[Data under study]
++++

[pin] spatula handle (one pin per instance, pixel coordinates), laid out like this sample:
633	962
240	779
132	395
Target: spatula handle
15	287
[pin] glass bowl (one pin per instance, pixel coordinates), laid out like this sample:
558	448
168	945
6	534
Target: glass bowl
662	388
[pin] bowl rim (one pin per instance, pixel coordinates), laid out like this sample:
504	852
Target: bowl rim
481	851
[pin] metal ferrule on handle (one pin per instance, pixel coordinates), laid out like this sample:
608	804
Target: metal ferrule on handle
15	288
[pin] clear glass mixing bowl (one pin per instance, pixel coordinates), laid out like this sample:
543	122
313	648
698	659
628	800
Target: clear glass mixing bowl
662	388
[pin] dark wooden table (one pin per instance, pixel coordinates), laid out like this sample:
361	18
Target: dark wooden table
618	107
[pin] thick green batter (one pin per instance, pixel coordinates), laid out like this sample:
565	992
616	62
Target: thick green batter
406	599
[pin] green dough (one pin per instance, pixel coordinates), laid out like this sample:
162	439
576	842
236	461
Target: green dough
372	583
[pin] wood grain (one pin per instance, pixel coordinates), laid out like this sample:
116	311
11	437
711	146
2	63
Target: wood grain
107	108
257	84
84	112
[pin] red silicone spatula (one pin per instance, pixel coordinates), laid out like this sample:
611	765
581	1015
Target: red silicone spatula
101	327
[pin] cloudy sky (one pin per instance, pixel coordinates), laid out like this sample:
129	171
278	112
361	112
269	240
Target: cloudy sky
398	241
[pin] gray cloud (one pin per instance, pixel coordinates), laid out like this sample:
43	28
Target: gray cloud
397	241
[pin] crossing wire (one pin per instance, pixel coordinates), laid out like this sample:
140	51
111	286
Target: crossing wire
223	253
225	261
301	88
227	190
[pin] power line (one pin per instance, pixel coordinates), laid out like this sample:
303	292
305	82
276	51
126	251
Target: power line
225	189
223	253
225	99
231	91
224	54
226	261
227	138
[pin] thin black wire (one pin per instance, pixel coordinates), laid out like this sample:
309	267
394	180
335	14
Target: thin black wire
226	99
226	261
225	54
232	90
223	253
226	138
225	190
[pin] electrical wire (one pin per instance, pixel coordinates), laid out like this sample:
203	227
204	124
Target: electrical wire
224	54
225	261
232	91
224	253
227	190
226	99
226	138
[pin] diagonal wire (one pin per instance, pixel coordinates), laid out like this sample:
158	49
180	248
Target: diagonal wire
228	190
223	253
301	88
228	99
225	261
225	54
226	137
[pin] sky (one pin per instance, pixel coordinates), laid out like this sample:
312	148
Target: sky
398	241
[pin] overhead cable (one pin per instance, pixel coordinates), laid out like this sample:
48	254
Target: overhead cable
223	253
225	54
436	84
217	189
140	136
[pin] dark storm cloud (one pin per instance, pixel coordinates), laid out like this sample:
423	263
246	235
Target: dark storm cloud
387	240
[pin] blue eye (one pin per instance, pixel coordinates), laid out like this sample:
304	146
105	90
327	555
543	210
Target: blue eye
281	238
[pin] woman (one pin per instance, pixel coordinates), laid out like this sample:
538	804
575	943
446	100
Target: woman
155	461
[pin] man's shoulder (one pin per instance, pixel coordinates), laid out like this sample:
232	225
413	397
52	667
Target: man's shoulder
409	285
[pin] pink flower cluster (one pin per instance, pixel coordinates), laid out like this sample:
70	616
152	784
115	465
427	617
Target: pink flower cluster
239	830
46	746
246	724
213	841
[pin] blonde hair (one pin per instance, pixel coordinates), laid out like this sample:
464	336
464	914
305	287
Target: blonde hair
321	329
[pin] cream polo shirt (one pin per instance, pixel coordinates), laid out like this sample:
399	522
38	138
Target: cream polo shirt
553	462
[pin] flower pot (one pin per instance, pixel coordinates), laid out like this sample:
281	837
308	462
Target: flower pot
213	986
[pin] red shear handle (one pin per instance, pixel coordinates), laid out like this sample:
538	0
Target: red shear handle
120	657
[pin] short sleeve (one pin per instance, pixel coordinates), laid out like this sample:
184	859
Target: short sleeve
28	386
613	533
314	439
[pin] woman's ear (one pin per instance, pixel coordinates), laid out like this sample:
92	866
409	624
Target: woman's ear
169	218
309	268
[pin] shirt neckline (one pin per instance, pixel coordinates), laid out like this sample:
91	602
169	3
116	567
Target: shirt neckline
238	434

++++

Repeat the listing above without any change.

[Answer to this task]
[pin] spatula handle (one pin per instance, pixel coordinates), laid out like this sample:
633	962
240	779
132	395
Target: spatula handle
15	287
[pin] glass bowl (one pin per instance, pixel coordinates), laid out like this sample:
558	448
168	945
6	534
Target: glass bowl
662	388
[pin] bowl rim (one pin per instance, pixel coordinates), laid out like this sample:
504	852
Target: bowl rim
481	851
[pin] metal ferrule on handle (one pin per instance, pixel coordinates), laid out like this sample:
608	804
Target: metal ferrule on handle
15	288
[pin] clear glass mixing bowl (one pin per instance, pixel coordinates), laid out like this sample:
543	122
313	648
698	659
628	800
Target: clear glass mixing bowl
662	388
[pin] dark wooden table (one pin per instance, pixel coordinates), laid out like this sample:
361	18
Target: dark wooden table
618	107
[pin] thick green batter (one pin per instance, pixel coordinates), laid out like this sample:
565	992
616	62
Target: thick green batter
406	599
[pin] green dough (one pin per instance, pixel coordinates), laid out like this sample:
162	439
576	842
236	461
Target: green dough
372	583
[pin] wood grain (one pin per instance, pixel coordinates), laid out like this sample:
116	311
11	437
711	146
2	63
Target: wood grain
107	108
257	84
84	112
[pin] red silicone spatula (one pin per instance, pixel coordinates), laid out like this sample:
611	765
581	1015
Target: red silicone spatula
101	327
[pin] cloudy sky (one pin per instance, pixel coordinates), laid out like this sample:
129	171
278	112
361	112
269	240
Target: cloudy sky
398	241
[pin] gray cloud (one pin per instance, pixel coordinates), laid out like this sample:
43	28
Target: gray cloud
397	241
[pin] crossing wire (one pin per instance, pixel coordinates), laid out like this sample:
140	51
111	286
Target: crossing wire
223	253
225	261
301	88
227	190
[pin] power line (one pin per instance, pixel coordinates), laid out like this sample:
303	292
305	82
276	51
126	251
Target: power line
225	189
223	253
225	99
231	91
224	54
226	261
227	138
[pin] thin black wire (one pin per instance, pixel coordinates), laid out like this sample:
309	267
394	180
335	14
Target: thin black wire
226	99
226	261
225	54
232	90
223	253
226	138
225	190
[pin] electrical wire (one pin per instance, pixel coordinates), laid out like this sample:
203	227
204	124
Target: electrical wire
224	54
225	261
232	91
224	253
227	190
226	99
226	138
[pin] diagonal wire (one pin per instance, pixel coordinates), laid out like this sample:
158	49
180	248
Target: diagonal wire
228	190
223	253
301	88
228	99
225	261
225	54
226	137
[pin] sky (one pin per instance, pixel coordinates), laid out like this sample:
312	148
Target: sky
398	241
[pin] overhead cable (one pin per instance, pixel coordinates), laid out like this sample:
48	254
Target: overhead cable
223	253
225	54
436	84
217	189
140	136
[pin] dark storm cloud (one pin per instance, pixel coordinates), laid out like this sample:
423	263
246	235
Target: dark storm cloud
387	240
[pin] blue eye (one pin per instance, pixel coordinates), laid out like this sample:
304	146
105	90
327	555
543	210
Target: blue eye
281	238
[pin] woman (one pin per instance, pixel coordinates), laid out like this sample:
538	804
575	943
446	100
Target: woman
155	461
[pin] man's shoulder (one pin per instance, pixel coordinates), laid out like this sample:
232	225
413	397
52	667
Target: man's shoulder
409	285
[pin] pink flower cluster (one pin per instance, pixel coordinates), laid out like this sample:
70	616
152	784
115	465
427	617
Target: pink flower cluster
239	830
46	746
246	724
213	841
[pin] blonde hair (one pin per instance, pixel coordinates), laid out like this sample:
464	336
464	914
305	287
Target: blonde hair
321	329
[pin] cream polo shirt (one pin per instance, pixel coordinates), laid out like this sample:
399	522
38	138
Target: cream polo shirt
553	462
[pin] flower pot (one pin per instance, pixel coordinates), laid out like this sample:
281	837
308	462
Target: flower pot
213	986
[pin] red shear handle (one pin per instance, pixel coordinates), laid out like this sample:
538	0
Target: red shear handle
120	657
[pin] short sleeve (one pin per instance, pixel coordinates), laid out like this sample:
184	859
Target: short sleeve
28	386
613	533
314	439
[pin] woman's ear (one pin per instance, pixel coordinates), laid out like this sample:
92	866
409	624
Target: woman's ear
169	218
309	268
[pin] shirt neckline (one pin per instance, pixel coordinates), laid out like this sample:
91	602
169	3
116	567
Target: shirt neckline
238	434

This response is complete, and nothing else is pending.